» **TEXTO EXTRAÍDO**
A Direção-Geral de Reinserção e Serviços Prisionais (DGRSP) revelou, ao JN, que nesta fase 46 inimputáveis terão de ser libertos. Periodicamente surgirão mais pessoas nesta situação.
Em causa estão pessoas que já ultrapassaram a duração máxima da pena prevista para o tipo de crime que cometeram. Os reclusos inimputáveis internados em ambiente prisional estão divididos pela Clínica Psiquiátria do Estabelecimento Prisional de Santa Cruz do Bispo, em Matosinhos, e no Hospital Prisional de São João de Deus, em Oeiras, bem como em instituições de saúde sob a tutela do Ministério da Saúde.
Que respostas haverá para os reclusos inimputáveis?
O Governo formou um grupo de trabalho, envolvendo os ministérios da Justiça, Saúde e Segurança Social, para analisar a situação pessoal, familiar e social dos reclusos inimputáveis internados que serão agora libertos com o objetivo de encontrar soluções ajustadas a cada um.
No seguimento da promulgação da lei, a ministra da Justiça, Catarina Sarmento e Castro, garantiu que a equipa multidisciplinar fez a caracterização dos reclusos - um trabalho planeado com antecedência -, e caso não possam ser acolhidas pelas famílias a saúde e a segurança social são respostas que "estarão na primeira linha". Admite-se, por isso, que se for necessário, as urgências hospitalares e a emergência social possam dar uma resposta imediata aos reclusos.
Sem uma norma transitória para encontrar uma solução para a inserção destes cidadãos na sociedade, as entidades que os têm à sua guarda criticam o prazo de 30 dias para a lei entrar em vigor, depois de promulgada.
Ao JN, numa resposta escrita conjunta dos três ministérios, fonte do gabinete da ministra da Justiça esclareceu que estes cidadãos serão acolhidos pelas famílias, em lares de idosos e lares residenciais para pessoas com deficiência, em diferentes respostas habitacionais e em instituições de saúde ou em unidades da rede de cuidados continuados integrados de saúde mental.
A mesma fonte garantiu ainda que caso estes cidadãos necessitem de manter um acompanhamento de saúde mental, "será sempre assegurado pelos serviços locais da área da residência".

» **EXCERTOS DO MATERIAL**

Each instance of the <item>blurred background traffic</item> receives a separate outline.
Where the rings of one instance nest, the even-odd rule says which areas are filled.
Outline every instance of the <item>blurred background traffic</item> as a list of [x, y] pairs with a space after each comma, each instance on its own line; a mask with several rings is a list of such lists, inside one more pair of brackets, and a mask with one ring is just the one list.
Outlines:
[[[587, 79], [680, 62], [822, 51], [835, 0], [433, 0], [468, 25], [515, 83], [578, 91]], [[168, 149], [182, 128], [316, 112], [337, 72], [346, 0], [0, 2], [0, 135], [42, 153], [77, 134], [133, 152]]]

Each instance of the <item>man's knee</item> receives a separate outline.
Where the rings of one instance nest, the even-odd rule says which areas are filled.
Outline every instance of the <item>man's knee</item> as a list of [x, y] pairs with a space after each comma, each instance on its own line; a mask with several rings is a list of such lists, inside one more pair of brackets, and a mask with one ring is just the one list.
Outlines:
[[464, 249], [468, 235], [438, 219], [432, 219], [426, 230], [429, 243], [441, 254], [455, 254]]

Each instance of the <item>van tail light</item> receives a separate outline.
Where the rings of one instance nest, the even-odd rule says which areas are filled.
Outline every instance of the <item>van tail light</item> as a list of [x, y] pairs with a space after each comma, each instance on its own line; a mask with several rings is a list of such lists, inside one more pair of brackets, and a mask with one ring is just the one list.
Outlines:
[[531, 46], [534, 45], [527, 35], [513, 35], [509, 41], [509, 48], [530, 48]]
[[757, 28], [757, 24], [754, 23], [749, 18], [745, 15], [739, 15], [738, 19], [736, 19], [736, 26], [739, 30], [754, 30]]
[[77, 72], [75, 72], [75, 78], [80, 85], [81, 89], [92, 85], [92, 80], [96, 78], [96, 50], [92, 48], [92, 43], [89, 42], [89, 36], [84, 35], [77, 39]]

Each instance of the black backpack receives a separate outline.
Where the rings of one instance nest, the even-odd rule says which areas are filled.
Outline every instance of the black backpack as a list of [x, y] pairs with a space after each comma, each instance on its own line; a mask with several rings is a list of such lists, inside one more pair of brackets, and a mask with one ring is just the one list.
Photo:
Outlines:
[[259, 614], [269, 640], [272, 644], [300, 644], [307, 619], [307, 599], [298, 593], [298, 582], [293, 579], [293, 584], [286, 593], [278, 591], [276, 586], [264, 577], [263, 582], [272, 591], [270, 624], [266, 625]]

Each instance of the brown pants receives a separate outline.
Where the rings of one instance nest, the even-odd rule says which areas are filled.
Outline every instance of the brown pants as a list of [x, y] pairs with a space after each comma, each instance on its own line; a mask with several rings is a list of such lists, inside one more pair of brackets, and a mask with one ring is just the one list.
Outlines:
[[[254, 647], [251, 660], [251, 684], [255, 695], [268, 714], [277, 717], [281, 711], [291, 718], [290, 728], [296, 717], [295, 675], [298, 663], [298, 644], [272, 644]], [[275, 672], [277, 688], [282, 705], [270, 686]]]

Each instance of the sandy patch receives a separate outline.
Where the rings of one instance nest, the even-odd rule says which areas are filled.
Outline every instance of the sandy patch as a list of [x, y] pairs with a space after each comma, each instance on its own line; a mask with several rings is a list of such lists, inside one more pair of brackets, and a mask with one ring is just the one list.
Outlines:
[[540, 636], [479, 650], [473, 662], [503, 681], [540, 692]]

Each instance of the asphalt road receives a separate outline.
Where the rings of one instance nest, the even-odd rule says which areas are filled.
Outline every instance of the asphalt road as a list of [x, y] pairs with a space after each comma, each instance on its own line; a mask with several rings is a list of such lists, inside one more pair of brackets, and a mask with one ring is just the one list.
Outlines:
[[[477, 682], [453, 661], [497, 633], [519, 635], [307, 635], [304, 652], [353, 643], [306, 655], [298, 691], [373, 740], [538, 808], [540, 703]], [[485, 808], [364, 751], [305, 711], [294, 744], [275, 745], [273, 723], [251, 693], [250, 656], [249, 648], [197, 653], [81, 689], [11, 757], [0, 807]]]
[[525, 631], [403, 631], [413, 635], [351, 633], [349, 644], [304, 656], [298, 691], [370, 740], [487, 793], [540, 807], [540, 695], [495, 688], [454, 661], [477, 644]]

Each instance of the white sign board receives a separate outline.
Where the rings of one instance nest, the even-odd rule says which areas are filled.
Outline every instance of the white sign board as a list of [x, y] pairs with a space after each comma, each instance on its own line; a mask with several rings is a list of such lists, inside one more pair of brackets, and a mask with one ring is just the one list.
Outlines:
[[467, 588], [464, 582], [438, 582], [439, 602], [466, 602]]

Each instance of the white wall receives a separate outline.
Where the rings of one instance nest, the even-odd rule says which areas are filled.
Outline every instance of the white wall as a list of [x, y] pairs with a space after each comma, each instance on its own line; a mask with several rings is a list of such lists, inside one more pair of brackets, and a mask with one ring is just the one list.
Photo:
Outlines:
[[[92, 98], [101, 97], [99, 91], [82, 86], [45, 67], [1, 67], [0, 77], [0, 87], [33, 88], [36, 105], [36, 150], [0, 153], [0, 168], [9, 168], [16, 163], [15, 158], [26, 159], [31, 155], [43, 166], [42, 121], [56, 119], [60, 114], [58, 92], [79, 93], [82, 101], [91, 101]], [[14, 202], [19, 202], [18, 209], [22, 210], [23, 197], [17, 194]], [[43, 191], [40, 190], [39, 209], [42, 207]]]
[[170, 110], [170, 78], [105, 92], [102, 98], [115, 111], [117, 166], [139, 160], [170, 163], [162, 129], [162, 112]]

» **TAREFAS A FAZER**
[1] Resuma em duas frases o texto sobre a libertação dos reclusos inimputáveis.
[2] Segundo a fonte do gabinete da ministra da Justiça citada no texto sobre a libertação dos reclusos inimputáveis, onde serão acolhidos estes cidadãos? Indique todas as respostas referidas.
Para estas tarefas, o material não faz falta.

» **SOLUÇÕES DAS TAREFAS**
[1] A DGRSP revelou que, nesta fase, 46 reclusos inimputáveis que já ultrapassaram a duração máxima da pena prevista para o seu crime terão de ser libertos, e que periodicamente surgirão mais pessoas nesta situação. O Governo formou um grupo de trabalho com os ministérios da Justiça, Saúde e Segurança Social para encontrar soluções ajustadas a cada um, e estes cidadãos serão acolhidos pelas famílias, em lares, em respostas habitacionais ou em instituições e unidades de saúde.

[2]
- Famílias
- Lares de idosos
- Lares residenciais para pessoas com deficiência
- Diferentes respostas habitacionais
- Instituições de saúde
- Unidades da rede de cuidados continuados integrados de saúde mental